> EXERCISE PROMPT:
Print each of the records below back word for word, with no changes.
--- START ---
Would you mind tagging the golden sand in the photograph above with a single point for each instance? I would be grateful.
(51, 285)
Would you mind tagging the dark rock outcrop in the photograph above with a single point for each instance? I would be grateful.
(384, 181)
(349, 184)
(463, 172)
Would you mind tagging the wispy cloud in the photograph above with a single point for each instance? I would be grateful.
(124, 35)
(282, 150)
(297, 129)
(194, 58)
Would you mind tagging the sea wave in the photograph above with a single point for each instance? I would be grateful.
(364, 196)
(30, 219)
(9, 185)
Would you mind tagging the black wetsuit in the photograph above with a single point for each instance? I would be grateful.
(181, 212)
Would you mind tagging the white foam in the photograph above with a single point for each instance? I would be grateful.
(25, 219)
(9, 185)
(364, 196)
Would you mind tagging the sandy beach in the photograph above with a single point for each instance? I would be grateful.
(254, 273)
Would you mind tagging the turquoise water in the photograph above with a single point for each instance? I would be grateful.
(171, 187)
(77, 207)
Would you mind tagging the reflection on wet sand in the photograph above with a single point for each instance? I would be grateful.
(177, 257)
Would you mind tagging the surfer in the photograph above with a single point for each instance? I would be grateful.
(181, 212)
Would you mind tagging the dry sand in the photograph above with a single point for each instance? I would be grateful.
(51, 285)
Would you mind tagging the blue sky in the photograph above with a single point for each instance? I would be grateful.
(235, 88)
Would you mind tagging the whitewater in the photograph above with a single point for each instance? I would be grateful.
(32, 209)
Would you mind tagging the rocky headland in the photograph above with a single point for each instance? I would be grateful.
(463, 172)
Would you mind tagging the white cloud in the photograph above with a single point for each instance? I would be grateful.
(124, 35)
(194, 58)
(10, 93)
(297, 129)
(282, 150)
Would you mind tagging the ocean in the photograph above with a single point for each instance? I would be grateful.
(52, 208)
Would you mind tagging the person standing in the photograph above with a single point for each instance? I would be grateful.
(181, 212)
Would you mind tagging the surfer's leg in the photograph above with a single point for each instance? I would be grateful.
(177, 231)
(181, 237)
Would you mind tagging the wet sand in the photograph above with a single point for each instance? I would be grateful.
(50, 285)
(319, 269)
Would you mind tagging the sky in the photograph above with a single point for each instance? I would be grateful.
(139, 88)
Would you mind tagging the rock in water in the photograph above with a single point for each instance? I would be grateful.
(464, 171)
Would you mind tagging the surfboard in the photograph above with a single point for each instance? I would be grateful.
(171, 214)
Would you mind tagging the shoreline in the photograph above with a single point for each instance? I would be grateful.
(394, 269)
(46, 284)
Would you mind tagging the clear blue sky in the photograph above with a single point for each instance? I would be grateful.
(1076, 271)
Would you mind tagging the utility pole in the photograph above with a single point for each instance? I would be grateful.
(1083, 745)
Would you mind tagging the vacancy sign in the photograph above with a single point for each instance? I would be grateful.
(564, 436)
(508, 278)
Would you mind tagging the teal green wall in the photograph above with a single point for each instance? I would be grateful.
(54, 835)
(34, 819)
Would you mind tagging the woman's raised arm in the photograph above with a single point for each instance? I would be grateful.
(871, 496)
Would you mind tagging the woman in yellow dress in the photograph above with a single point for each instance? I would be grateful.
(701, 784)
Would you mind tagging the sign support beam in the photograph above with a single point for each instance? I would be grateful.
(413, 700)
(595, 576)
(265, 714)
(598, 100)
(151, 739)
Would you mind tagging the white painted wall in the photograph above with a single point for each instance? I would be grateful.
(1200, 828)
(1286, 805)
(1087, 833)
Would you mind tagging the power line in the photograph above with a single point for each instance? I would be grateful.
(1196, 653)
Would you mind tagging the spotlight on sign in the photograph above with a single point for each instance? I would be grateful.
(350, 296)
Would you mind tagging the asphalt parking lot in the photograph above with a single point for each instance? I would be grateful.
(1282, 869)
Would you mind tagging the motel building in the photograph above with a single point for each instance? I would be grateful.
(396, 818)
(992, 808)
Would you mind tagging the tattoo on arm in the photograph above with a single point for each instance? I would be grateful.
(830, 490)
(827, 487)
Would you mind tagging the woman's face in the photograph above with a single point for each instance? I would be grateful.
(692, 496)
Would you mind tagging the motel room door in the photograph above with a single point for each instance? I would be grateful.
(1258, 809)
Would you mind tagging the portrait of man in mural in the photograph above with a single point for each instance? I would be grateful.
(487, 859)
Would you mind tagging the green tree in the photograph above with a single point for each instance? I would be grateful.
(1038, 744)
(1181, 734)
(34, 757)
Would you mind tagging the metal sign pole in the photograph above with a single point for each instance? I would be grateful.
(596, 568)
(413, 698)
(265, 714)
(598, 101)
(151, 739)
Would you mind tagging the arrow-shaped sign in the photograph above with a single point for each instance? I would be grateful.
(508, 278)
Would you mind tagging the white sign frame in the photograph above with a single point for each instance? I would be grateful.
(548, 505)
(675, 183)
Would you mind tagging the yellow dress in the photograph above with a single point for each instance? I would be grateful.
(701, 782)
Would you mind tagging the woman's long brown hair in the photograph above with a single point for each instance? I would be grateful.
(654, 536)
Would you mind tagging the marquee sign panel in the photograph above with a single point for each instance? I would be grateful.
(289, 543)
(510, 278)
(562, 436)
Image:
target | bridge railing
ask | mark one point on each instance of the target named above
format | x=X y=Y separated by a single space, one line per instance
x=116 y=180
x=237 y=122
--- END ---
> SOLUTION TO THIS PROBLEM:
Would you mind tagging the golden sand in the photograph above with a single point for each instance? I would be grateful.
(51, 285)
Would you mind tagging the dark rock outcrop in the photograph above with a single point for each instance? I would be grateful.
(384, 181)
(349, 184)
(463, 172)
Would you mind tagging the wispy cloud in the photograph above with a single point for each instance? I would be grateful.
(124, 35)
(282, 150)
(297, 129)
(194, 58)
Would you mind tagging the sea wave in the photograph above with a single point for each instance? I would be grateful.
(364, 196)
(30, 219)
(9, 185)
Would you mind tagging the black wetsuit in the photograph above with a single point for each instance? I would be grateful.
(181, 212)
Would you mind tagging the white foam in the photograph above with a single point for each instance? I would be grateful.
(25, 219)
(9, 185)
(364, 196)
Would you mind tagging the sandy beach in the photograph above with a single point for each instance? I would be grateful.
(254, 273)
Would you mind tagging the turquoise water in the photograph above with a single point for each instance? I would be grateful.
(171, 187)
(77, 207)
Would you mind tagging the reflection on wet sand in the photograph above with a single point for each instance? I would be grateful.
(177, 257)
Would you mind tagging the surfer in the photograph above with a single point for each instance? I would be grateful.
(181, 212)
Would you mind tagging the dry sand in the photograph above with a single point for each instance? I would be grateful.
(51, 285)
Would you mind tagging the blue sky in the photograph above with a single point for each instance? I would be grateful.
(235, 88)
Would you mind tagging the whitewater in the photograph above with a single point for each instance? I would be grateful.
(32, 209)
Would you mind tagging the rocky headland in the photograph above with a single point for each instance? I would be grateful.
(463, 172)
Would you mind tagging the white cloud in the photograph above with a single point for each instance? I would be grateful.
(124, 35)
(194, 58)
(10, 93)
(297, 129)
(282, 150)
Would you mind tagging the ocean in the photograph above with a single point for each instance? I would be grateful.
(52, 208)
Would you mind tagging the person standing in the photograph above with a single point for each instance? I would be grateful.
(181, 212)
Would you mind tagging the surfer's leg in the photograph above with a single point for each instance? I would be grateful.
(177, 231)
(181, 237)
Would you mind tagging the wet sand in the photograph above with a single point for each instance? I would be grateful.
(50, 285)
(319, 269)
Would you mind tagging the sky in the photograph above with a single point for each instance? I would be grateful.
(139, 88)
Would you mind tagging the rock in water in the photograph above with a single point for each instance? I would be grateful.
(464, 171)
Would you mind tagging the surfboard in the photograph above with a single point for each instance? I would be grateful.
(171, 214)
Would you mind tagging the shoreline in the photograph above with a single point for each instance? I would be grateful.
(394, 269)
(46, 284)
Would you mind tagging the clear blue sky in the photograph above with a single point for each instance? I would be grateful.
(1076, 271)
Would you mind tagging the utility pole in the photograph above with a single point for each instance? I would be grateful.
(1083, 745)
Would you mind tagging the vacancy sign in the photograph above with a single point for each instance? I would be grateful.
(564, 436)
(508, 278)
Would you mind tagging the teal green wall in the photograph above with a single point for each instance? I would be grateful.
(54, 835)
(34, 819)
Would you mind tagging the woman's raised arm in the photograph above with a single point for each instance? I would be grateful.
(871, 496)
Would you mind tagging the woman in yellow dress in the photograph above with a single point for each instance? I would be grateful.
(701, 784)
Would you mind tagging the sign support beam in the photograph above with a single point for each instance? I would be grateful.
(413, 700)
(595, 576)
(265, 714)
(598, 100)
(151, 739)
Would you mind tagging the white painted wall in the photograph above with a single point for each instance? I would be grateful.
(1200, 828)
(1286, 805)
(1087, 833)
Would you mind tagging the power line in the photograph above with a single point for each instance? I would be grateful.
(1196, 653)
Would you mind tagging the spotlight on sign in the photograph above with a single point for each instance? I would be grateful.
(350, 296)
Would you mind tagging the asphalt parking lot in the photograph above with a single point for each instance? I would be grateful.
(1282, 869)
Would you mind tagging the motel building in the photograph above with a single point for each instance? I would be grateful.
(396, 818)
(992, 808)
Would you mind tagging the tattoo on arm in the photograph above with a single point for each instance? I would be grateful.
(830, 490)
(827, 487)
Would you mind tagging the woman's face in the photograph above with a single point for each instance? I would be grateful.
(692, 496)
Would you mind tagging the motel room door in the photograph above with a single point for each instance? I would be grateful.
(1258, 809)
Would you mind tagging the portrait of man in mural in the photograph above with a single point for each instance? I would be grateful.
(487, 859)
Would you mind tagging the green tree in the photograph above with a single point for each instance? I would be grateful.
(1038, 744)
(1181, 734)
(34, 757)
Would you mind tagging the metal sign pole in the photograph above with a single point for each instance? I would be grateful.
(596, 568)
(413, 698)
(265, 714)
(598, 101)
(151, 739)
Would you mind tagging the arrow-shaped sign in the photograph above with a single point for each instance? I would be grateful.
(508, 278)
Would you mind tagging the white sign frame in the photograph above with a single point for each instance? I would be grateful.
(548, 505)
(675, 183)
Would you mind tagging the yellow dress in the photograph above with a single point for each instance? I would be grateful.
(701, 782)
Would you mind tagging the woman's long brown hair in the photograph above with a single point for each instance? I would be grateful.
(654, 536)
Would you mind tagging the marquee sign panel in the photograph above with a single point for each instance? I would be grateful.
(289, 543)
(510, 278)
(562, 436)
Image:
target | bridge railing
ask | mark one point on each instance of the target named above
format | x=X y=Y separated by a single space, one line per instance
x=116 y=180
x=237 y=122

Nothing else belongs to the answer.